[INSTRUCTION]
Please extract every line in the records below that contains the string "grove", matching case exactly.

##############################

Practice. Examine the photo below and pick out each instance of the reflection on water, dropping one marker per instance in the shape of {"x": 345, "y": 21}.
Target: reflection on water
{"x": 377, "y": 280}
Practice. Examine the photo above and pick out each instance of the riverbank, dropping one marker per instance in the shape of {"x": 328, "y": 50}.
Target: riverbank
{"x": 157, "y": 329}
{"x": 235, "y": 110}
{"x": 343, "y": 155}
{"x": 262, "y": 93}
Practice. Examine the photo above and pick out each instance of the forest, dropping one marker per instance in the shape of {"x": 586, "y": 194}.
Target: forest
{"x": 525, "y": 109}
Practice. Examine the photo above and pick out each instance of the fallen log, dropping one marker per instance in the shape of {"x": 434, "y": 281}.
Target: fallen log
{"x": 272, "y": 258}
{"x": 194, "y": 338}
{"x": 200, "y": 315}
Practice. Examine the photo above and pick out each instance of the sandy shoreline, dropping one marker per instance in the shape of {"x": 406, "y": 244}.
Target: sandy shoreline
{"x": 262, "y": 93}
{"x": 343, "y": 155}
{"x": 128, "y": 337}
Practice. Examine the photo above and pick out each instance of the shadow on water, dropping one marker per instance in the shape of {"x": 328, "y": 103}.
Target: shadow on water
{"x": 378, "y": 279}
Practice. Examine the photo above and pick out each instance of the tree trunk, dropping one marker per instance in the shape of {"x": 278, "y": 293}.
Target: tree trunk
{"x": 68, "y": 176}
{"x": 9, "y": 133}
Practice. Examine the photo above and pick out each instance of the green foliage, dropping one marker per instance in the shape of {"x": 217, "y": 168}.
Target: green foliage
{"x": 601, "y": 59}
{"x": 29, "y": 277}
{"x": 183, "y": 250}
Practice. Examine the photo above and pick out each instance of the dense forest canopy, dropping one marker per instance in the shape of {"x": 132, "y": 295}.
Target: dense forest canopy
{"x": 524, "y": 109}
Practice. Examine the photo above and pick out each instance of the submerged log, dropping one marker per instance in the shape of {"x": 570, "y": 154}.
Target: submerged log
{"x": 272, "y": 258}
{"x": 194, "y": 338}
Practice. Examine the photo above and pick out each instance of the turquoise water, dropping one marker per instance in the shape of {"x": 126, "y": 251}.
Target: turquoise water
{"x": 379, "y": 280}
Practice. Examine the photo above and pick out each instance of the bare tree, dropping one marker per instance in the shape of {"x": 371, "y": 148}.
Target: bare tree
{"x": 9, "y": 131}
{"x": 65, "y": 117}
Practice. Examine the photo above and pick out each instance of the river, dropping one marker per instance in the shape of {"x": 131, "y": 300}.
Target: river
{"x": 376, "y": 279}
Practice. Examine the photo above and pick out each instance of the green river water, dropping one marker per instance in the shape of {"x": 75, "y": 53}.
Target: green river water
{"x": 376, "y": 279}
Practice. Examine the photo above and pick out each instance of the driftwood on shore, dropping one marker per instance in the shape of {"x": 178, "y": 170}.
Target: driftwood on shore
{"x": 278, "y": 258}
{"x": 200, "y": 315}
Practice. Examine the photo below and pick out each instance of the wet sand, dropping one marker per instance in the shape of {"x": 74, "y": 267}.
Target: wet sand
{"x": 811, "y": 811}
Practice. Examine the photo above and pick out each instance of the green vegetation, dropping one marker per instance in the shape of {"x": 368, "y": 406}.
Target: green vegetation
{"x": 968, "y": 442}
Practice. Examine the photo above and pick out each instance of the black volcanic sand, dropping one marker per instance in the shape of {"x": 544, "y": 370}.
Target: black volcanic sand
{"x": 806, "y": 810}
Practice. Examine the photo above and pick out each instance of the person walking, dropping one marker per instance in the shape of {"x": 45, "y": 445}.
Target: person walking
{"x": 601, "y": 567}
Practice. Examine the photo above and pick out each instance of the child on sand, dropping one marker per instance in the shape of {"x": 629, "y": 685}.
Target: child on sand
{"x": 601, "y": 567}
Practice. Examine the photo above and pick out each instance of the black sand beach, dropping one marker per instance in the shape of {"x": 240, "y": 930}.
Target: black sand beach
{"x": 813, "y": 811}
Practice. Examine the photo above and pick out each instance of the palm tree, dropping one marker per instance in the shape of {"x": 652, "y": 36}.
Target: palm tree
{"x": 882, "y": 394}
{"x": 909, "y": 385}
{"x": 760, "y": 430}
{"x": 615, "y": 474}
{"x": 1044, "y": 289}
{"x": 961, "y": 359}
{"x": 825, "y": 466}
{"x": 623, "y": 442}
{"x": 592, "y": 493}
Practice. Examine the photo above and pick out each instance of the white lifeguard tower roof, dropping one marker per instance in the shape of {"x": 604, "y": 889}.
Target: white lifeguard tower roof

##############################

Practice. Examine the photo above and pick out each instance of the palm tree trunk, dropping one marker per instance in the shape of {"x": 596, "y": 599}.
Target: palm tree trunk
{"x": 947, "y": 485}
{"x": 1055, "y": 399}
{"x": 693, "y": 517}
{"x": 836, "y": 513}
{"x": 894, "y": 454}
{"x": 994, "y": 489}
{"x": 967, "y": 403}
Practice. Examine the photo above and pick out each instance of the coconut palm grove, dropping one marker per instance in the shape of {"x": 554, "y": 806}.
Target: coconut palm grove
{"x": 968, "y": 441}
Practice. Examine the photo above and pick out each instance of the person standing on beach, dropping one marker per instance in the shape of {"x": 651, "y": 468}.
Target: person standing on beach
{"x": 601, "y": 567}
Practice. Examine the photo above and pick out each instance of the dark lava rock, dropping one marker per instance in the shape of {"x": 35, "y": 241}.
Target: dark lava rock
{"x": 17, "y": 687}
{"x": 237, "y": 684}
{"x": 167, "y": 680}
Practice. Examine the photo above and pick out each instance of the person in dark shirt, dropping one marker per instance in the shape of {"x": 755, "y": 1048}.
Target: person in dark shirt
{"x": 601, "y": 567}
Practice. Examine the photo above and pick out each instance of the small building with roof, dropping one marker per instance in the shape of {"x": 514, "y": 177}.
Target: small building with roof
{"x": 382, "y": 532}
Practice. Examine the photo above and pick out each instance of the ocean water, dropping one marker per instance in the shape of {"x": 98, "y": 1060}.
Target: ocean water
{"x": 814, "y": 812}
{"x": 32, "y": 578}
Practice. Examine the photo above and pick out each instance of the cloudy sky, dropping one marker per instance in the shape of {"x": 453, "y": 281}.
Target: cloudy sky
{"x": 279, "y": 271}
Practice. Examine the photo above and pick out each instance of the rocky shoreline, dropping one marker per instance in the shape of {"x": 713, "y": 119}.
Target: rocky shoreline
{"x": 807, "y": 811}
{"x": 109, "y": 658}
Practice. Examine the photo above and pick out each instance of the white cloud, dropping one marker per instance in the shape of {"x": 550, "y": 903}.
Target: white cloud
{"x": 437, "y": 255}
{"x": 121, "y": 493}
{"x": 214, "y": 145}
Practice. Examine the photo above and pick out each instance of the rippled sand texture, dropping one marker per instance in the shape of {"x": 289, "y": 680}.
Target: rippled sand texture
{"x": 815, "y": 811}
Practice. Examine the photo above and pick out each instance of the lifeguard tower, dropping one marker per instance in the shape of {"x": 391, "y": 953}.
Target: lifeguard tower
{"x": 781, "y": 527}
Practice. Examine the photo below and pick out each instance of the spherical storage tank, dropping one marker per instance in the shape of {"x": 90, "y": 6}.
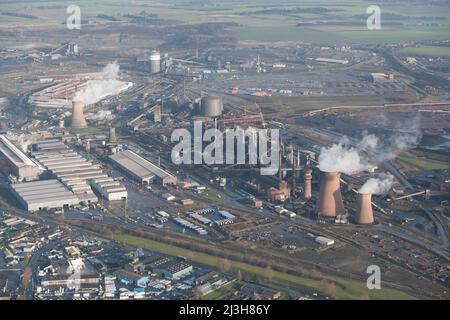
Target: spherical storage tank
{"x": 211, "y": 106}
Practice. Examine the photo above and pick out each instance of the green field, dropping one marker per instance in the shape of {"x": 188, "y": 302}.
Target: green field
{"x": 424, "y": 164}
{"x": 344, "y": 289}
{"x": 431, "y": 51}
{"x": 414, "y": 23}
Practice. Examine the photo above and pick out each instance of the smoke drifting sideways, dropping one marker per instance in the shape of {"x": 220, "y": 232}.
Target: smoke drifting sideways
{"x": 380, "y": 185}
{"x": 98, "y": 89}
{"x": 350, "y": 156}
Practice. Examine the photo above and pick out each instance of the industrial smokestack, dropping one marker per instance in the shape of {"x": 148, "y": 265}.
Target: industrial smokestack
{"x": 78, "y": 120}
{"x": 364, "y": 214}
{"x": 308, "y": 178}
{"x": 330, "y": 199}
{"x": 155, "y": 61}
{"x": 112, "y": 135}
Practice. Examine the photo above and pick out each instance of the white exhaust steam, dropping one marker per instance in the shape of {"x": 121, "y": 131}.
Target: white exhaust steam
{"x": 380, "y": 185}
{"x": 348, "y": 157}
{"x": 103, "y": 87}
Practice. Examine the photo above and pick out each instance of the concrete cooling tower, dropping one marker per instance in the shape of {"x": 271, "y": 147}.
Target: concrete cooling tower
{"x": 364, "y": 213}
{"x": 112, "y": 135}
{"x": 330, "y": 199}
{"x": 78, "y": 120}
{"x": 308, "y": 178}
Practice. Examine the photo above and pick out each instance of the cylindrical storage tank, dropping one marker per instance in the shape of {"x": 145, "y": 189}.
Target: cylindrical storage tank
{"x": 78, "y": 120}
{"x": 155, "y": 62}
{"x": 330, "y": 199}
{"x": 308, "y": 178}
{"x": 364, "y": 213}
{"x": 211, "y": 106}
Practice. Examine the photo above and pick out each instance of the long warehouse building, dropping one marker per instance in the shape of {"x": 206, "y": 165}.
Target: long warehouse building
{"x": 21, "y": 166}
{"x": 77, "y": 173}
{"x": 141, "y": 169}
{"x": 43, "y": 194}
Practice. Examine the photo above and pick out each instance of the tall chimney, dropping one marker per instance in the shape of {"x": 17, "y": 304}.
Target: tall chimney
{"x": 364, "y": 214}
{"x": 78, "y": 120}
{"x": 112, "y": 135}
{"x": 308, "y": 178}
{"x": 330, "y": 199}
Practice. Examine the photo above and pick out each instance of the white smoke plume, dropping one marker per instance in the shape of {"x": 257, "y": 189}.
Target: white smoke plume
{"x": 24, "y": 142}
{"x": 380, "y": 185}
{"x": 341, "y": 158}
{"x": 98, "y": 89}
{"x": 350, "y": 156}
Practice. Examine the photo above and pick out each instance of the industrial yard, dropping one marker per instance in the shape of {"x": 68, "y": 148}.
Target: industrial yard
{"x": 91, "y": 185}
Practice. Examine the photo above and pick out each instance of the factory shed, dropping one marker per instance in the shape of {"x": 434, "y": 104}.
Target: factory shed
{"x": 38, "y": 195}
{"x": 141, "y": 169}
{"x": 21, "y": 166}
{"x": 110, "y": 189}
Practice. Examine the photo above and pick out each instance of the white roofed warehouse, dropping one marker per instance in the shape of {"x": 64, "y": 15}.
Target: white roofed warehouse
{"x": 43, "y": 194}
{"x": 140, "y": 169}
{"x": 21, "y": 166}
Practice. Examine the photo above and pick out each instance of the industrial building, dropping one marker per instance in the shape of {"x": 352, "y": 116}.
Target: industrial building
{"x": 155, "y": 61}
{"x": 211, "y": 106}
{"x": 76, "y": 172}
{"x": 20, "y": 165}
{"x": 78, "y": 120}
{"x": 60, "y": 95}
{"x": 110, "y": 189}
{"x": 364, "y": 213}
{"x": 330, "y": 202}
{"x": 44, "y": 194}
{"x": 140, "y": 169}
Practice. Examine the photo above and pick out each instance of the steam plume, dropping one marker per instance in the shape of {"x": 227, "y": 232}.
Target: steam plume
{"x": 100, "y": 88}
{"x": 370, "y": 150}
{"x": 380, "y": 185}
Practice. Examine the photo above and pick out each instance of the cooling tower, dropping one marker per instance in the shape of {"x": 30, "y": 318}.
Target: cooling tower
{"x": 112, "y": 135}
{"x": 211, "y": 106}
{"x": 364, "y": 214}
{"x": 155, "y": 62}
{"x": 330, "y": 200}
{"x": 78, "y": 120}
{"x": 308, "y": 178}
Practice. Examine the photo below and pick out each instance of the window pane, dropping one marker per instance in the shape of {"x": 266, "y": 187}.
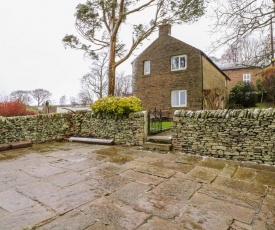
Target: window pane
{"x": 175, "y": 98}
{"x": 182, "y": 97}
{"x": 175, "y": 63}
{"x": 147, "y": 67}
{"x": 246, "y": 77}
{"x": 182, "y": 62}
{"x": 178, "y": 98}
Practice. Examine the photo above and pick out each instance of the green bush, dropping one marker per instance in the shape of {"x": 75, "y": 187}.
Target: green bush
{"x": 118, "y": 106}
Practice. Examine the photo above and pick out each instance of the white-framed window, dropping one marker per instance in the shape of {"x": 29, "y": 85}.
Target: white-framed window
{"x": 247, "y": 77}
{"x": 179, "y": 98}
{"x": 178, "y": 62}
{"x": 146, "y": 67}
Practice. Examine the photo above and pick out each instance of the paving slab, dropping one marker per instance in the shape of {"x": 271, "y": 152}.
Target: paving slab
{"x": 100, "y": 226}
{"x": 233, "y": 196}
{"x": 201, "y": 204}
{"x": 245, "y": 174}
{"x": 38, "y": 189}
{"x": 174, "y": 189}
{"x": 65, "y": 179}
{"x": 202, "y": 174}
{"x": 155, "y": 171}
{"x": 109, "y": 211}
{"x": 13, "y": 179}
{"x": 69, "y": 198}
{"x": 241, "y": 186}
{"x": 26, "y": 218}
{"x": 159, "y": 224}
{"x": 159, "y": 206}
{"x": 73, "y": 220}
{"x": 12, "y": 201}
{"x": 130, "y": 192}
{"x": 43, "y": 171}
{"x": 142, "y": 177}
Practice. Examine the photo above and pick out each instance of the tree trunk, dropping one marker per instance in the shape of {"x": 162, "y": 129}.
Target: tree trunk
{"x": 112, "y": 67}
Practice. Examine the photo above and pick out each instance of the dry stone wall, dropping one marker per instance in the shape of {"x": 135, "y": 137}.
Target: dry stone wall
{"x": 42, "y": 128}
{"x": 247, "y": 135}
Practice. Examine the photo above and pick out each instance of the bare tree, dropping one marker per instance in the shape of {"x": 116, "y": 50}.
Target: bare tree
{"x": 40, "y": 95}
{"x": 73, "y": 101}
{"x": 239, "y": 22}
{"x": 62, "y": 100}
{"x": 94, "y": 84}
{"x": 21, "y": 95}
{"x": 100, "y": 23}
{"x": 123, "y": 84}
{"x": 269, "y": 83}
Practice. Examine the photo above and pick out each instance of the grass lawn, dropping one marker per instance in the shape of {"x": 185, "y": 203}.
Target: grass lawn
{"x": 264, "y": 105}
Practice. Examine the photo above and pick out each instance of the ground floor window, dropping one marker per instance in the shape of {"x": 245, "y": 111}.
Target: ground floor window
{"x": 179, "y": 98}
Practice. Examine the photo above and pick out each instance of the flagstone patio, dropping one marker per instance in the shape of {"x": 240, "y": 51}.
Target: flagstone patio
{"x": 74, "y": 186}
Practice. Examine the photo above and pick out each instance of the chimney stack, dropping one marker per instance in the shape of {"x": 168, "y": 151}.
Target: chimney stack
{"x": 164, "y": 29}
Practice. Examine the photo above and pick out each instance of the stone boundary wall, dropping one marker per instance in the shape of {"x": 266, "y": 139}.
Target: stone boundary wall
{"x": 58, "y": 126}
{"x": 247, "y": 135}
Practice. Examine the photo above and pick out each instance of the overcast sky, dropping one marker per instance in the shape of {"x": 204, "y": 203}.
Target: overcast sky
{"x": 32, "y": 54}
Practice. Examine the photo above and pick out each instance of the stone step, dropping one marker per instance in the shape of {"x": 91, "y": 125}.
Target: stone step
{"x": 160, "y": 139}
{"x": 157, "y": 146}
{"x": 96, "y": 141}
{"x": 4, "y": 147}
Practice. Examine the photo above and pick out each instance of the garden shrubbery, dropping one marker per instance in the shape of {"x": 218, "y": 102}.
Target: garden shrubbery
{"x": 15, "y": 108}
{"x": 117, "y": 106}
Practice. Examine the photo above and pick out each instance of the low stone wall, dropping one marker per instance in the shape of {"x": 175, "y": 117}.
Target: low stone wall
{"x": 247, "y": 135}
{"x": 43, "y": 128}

##############################

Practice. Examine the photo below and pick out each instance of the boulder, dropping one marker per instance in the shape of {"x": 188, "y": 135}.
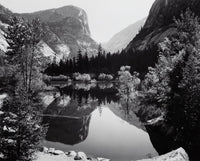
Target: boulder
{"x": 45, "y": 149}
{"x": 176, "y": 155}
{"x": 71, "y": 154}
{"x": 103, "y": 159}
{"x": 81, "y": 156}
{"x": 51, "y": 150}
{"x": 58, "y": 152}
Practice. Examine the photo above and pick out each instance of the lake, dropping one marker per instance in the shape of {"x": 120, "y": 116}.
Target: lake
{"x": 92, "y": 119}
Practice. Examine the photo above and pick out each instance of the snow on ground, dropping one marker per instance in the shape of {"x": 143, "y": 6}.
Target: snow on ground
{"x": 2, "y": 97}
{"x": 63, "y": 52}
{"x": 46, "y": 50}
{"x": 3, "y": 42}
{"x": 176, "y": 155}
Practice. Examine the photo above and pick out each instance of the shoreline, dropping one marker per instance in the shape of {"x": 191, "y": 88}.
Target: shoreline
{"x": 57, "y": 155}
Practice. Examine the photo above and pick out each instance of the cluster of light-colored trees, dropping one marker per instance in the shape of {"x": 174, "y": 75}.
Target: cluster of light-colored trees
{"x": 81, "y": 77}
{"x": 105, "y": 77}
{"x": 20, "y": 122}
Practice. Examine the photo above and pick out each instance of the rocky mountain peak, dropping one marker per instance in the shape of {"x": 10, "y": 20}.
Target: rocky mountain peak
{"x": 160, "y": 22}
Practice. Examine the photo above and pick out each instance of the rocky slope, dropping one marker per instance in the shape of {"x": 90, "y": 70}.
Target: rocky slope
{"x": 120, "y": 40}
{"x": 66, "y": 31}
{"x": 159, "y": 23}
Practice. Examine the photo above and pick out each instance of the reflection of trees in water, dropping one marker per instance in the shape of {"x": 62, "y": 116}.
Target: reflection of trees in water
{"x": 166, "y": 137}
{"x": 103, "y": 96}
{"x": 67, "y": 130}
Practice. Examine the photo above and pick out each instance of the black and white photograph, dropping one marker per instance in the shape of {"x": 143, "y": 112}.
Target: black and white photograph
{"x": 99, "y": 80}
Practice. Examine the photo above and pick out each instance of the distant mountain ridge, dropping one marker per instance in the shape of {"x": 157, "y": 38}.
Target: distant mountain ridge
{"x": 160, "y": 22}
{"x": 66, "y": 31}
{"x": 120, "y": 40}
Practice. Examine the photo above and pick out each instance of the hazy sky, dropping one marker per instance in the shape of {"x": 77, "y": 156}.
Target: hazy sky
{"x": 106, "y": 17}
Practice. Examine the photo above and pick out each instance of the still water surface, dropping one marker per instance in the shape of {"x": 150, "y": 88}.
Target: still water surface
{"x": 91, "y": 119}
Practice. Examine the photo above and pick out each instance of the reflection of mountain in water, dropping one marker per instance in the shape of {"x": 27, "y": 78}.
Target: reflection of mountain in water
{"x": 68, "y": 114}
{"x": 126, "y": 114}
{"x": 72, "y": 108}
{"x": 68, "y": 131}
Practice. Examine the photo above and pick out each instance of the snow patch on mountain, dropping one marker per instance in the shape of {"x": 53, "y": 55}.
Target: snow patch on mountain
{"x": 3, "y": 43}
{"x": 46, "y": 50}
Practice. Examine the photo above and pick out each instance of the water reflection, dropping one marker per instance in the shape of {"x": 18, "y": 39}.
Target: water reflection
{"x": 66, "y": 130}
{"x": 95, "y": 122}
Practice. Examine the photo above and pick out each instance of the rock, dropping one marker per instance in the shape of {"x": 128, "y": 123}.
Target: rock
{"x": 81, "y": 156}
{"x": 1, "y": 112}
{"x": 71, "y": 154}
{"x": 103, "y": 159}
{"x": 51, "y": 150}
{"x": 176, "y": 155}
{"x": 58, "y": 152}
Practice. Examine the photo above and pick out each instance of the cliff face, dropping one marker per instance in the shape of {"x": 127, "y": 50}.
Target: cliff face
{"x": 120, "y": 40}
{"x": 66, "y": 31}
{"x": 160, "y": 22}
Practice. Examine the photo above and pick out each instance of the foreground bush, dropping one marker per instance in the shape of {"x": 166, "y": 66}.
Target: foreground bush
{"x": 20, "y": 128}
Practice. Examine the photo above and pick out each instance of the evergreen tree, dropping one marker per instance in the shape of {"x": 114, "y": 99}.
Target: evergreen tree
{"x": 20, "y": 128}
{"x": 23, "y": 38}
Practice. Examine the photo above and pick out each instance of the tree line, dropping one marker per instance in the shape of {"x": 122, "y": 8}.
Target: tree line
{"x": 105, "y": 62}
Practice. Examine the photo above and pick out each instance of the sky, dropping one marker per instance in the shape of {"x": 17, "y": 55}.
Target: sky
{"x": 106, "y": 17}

##############################

[RESULT OF THE EXERCISE]
Practice. Examine the photo above and pick out each instance of the coconut palm grove, dropping one marker per instance in the shape of {"x": 554, "y": 806}.
Target: coconut palm grove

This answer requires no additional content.